Point annotation dataset records -
◆ ◆ ◆ ◆ ◆ ◆ ◆

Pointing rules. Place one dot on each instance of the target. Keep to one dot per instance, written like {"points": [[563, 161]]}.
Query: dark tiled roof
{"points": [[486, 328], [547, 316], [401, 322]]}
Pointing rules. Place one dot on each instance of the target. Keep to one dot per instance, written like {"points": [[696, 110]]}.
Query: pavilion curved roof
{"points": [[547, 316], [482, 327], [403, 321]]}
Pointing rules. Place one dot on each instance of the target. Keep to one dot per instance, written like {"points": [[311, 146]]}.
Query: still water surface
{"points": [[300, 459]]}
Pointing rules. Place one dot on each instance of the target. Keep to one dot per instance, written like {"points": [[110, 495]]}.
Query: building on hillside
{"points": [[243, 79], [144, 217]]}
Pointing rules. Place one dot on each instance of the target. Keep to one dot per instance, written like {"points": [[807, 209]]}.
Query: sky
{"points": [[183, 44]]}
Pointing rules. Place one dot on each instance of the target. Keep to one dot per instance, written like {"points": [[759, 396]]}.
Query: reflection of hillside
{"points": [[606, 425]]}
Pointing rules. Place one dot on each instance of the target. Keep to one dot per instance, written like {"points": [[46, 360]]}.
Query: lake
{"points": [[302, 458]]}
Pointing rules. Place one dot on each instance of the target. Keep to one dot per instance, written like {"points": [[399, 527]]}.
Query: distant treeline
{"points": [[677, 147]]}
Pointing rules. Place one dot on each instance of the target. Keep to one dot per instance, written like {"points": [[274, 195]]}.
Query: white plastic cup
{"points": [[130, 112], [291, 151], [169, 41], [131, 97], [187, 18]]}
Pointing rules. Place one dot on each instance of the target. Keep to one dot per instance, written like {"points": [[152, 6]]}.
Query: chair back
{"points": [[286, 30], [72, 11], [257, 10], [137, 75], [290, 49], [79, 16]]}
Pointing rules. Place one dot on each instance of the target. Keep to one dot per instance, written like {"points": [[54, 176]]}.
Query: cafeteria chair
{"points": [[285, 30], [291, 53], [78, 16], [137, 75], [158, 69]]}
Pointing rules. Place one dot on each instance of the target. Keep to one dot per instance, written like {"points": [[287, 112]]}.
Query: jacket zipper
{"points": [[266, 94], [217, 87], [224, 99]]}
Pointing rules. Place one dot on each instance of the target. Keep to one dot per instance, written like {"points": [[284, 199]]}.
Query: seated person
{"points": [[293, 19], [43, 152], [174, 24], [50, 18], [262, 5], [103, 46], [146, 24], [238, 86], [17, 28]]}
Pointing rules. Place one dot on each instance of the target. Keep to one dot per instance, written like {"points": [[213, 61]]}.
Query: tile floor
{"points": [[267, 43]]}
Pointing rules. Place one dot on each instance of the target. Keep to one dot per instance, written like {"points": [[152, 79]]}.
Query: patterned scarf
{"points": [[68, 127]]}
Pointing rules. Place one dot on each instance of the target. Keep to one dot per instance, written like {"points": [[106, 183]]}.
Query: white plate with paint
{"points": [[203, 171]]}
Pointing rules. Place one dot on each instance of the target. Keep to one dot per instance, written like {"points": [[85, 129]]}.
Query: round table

◆ ◆ ◆ ◆ ◆ ◆ ◆

Required task -
Gather and copy out every line above that contains the word "white".

Solution to this task -
Query: white plastic cup
Query: white plate with paint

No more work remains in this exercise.